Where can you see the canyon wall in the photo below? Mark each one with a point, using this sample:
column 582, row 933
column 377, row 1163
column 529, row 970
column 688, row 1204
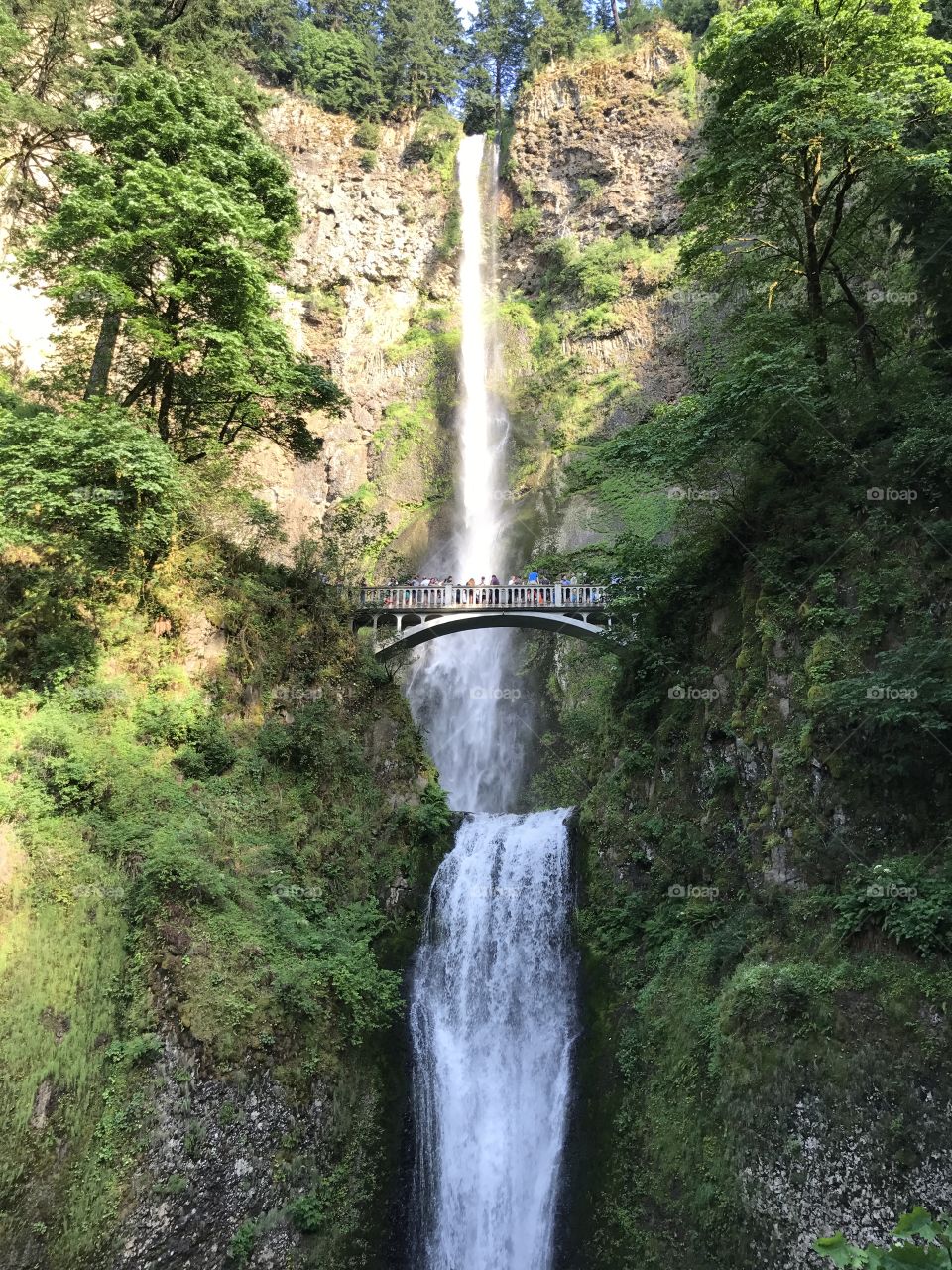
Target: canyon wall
column 370, row 293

┄┄┄┄┄┄┄┄┄┄

• _Your instructions_
Leave out the pictures and return, exactly as written, only the lines from the line with "column 529, row 970" through the end of the records above.

• _Reply to the task_
column 529, row 970
column 688, row 1204
Target: canyon wall
column 370, row 293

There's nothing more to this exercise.